### TASK DETAILS
Render the entries as a numbered list, one item per line with blank lines omitted, running from the start of the entries through the line that contains "top-left (313, 215), bottom-right (374, 279)", inclusive. Leave the pictures out of your answer.

### DATA SECTION
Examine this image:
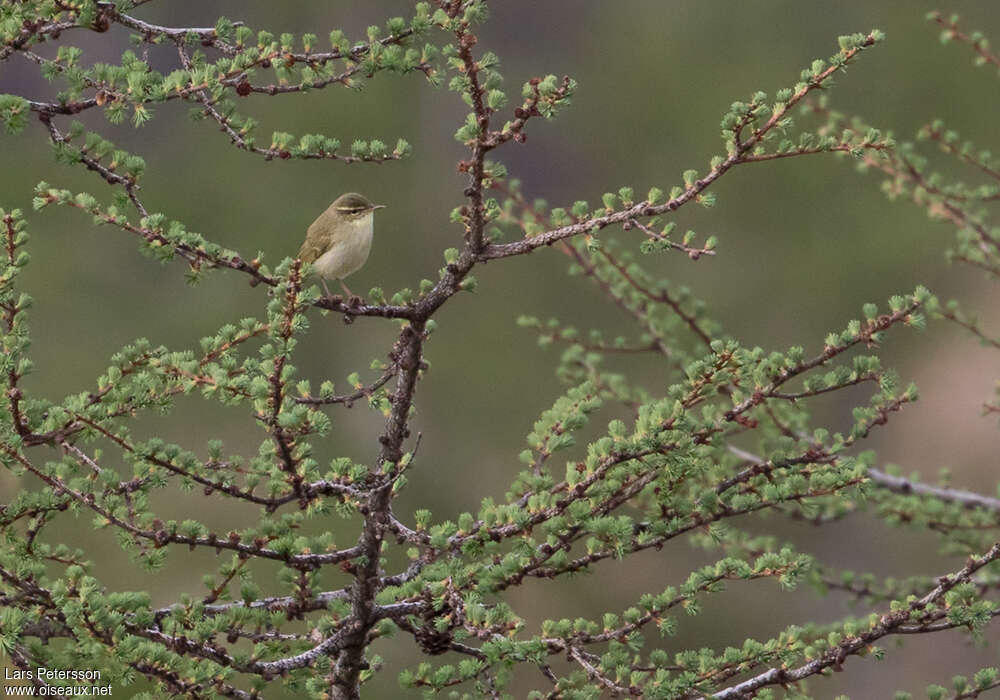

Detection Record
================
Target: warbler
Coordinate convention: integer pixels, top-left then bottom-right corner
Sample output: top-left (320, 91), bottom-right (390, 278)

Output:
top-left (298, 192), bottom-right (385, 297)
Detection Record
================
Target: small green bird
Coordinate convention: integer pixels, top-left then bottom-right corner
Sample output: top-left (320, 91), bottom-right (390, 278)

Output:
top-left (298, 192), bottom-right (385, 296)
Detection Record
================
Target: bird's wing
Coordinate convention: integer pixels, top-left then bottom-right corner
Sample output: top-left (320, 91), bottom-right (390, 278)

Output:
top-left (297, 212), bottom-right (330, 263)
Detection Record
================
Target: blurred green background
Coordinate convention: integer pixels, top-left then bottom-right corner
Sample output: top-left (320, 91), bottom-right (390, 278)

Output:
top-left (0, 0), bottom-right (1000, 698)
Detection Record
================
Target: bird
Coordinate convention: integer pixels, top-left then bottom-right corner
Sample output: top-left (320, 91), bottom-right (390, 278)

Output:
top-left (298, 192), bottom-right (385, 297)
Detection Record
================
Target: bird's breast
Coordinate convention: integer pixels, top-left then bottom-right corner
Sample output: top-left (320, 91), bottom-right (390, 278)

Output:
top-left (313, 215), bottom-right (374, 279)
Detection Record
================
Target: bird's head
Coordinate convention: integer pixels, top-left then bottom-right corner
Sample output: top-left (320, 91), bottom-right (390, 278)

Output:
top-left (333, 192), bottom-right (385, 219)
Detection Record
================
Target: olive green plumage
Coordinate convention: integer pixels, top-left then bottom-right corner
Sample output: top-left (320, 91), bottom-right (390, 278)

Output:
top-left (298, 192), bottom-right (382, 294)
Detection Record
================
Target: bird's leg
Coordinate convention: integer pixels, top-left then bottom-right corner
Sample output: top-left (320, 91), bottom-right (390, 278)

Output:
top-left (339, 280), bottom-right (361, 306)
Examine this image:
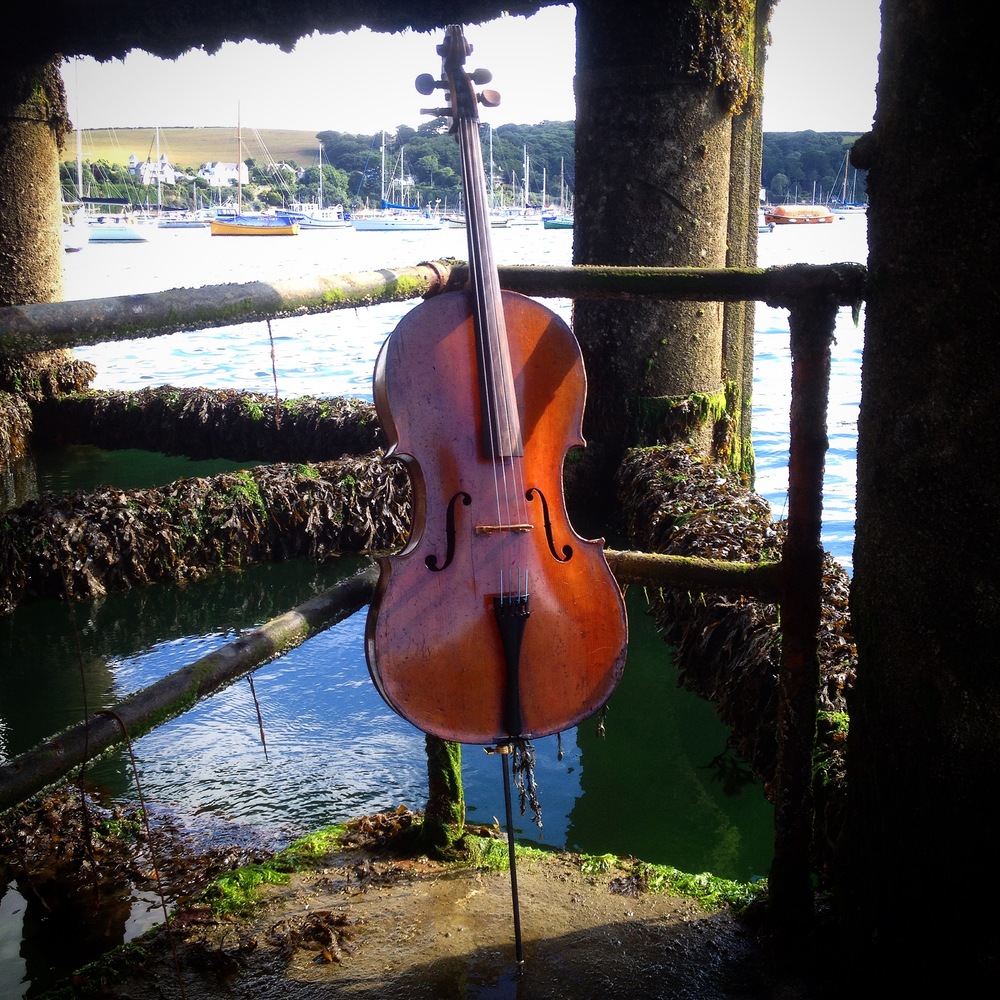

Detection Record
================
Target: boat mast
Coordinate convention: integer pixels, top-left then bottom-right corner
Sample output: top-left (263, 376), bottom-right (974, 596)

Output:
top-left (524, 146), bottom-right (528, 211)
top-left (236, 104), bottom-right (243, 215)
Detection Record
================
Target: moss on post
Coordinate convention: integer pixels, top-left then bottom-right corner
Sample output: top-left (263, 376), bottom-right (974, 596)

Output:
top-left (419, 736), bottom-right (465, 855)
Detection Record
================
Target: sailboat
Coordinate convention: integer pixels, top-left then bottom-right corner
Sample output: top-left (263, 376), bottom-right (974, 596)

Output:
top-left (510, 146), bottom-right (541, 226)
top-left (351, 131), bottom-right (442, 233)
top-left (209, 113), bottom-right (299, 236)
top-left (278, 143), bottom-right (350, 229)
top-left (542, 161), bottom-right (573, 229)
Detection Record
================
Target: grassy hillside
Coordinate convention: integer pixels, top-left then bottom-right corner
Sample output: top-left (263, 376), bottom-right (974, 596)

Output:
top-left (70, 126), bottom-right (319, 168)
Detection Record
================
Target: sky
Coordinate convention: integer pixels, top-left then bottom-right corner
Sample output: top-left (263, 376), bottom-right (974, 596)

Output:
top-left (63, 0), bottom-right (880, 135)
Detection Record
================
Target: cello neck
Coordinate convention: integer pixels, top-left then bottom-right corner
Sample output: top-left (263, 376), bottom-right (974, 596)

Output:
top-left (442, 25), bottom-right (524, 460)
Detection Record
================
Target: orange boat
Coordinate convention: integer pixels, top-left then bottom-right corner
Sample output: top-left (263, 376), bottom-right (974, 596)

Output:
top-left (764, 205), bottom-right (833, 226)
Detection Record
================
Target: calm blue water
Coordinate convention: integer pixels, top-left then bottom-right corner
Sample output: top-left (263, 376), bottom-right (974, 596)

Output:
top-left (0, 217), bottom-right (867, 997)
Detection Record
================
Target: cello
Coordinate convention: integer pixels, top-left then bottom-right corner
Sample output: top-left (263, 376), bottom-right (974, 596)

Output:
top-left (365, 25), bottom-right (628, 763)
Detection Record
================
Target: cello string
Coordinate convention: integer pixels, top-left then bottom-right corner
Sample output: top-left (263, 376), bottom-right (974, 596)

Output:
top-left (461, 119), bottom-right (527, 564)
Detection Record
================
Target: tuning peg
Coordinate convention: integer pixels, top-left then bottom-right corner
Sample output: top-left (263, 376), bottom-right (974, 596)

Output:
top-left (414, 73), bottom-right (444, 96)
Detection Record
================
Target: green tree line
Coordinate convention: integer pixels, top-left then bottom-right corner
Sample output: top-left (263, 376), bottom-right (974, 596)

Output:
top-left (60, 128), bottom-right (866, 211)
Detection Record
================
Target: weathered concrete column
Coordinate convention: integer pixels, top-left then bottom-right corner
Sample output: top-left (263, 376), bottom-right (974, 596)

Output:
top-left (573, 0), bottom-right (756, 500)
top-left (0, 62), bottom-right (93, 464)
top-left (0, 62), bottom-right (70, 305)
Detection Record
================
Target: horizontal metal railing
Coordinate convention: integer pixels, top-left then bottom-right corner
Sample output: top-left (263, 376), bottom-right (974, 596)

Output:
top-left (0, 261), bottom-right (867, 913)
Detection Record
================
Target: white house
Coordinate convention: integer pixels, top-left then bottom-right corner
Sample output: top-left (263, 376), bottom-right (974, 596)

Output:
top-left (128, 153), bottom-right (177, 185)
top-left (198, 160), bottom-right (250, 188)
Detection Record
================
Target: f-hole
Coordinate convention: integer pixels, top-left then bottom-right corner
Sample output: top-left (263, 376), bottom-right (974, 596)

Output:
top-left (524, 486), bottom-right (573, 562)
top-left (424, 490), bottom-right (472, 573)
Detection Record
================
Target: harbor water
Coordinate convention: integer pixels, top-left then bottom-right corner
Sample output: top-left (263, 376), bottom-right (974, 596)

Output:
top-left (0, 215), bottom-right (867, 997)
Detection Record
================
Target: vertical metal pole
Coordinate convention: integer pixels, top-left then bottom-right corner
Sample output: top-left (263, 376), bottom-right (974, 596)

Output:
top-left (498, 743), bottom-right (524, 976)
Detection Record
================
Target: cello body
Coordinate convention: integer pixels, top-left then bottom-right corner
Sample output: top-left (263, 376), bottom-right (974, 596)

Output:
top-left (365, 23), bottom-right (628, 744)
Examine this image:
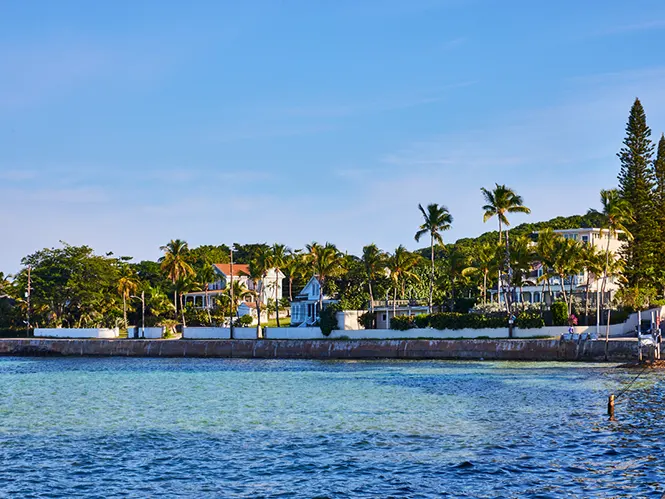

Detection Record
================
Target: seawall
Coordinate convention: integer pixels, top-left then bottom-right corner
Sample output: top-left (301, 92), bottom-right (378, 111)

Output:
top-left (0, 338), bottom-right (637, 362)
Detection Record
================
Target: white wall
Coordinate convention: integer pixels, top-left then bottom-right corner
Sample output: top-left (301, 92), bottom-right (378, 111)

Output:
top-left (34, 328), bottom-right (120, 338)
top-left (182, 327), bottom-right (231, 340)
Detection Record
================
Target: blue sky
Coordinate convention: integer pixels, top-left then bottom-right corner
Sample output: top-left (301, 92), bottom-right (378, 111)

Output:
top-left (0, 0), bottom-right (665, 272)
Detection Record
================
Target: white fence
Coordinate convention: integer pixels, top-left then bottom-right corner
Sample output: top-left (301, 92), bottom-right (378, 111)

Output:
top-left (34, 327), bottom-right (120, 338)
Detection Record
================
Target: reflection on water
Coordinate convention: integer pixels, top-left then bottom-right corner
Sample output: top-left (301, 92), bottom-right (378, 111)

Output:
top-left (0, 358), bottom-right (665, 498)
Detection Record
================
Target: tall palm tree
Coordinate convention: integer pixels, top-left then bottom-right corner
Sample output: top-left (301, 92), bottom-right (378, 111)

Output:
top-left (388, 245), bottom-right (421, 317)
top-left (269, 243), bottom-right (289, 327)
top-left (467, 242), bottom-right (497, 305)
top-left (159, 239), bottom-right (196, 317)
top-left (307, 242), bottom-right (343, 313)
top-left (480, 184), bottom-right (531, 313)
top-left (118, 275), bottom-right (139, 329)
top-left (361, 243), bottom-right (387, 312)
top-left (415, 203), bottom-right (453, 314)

### TASK OUTPUT
1. Examine this image:
2. Detection Record
3. ================
4. Target: warbler
5. Coordinate convention: integer pixels, top-left then bottom-right corner
6. Sample output: top-left (320, 91), bottom-right (390, 278)
7. Output:
8. top-left (298, 192), bottom-right (385, 297)
9. Detection Record
10. ================
11. Target: small green bird
12. Coordinate convention: integer pixels, top-left then bottom-right corner
13. Sample output: top-left (320, 91), bottom-right (390, 278)
14. Output:
15. top-left (298, 192), bottom-right (385, 296)
16. Detection Record
17. ================
18. Target: bird's wing
19. Coordinate convention: integer pixels, top-left then bottom-right corner
20. Sample output: top-left (320, 91), bottom-right (390, 278)
21. Output:
22. top-left (297, 212), bottom-right (330, 263)
23. Detection Record
24. ================
25. Target: blurred green background
26. Coordinate convention: integer pixels, top-left then bottom-right corner
27. Sample output: top-left (320, 91), bottom-right (390, 278)
28. Output:
29. top-left (0, 0), bottom-right (1000, 698)
30. Detection Record
31. ================
32. Target: bird
33. Coordinate convention: integer pixels, top-left then bottom-right corner
34. Sample output: top-left (320, 91), bottom-right (390, 278)
35. Output:
36. top-left (298, 192), bottom-right (385, 297)
37. Detection Record
38. ================
39. Target: bird's breast
40. Coordinate convention: integer pixels, top-left then bottom-right corner
41. Sample output: top-left (320, 91), bottom-right (390, 278)
42. Output:
43. top-left (313, 215), bottom-right (374, 279)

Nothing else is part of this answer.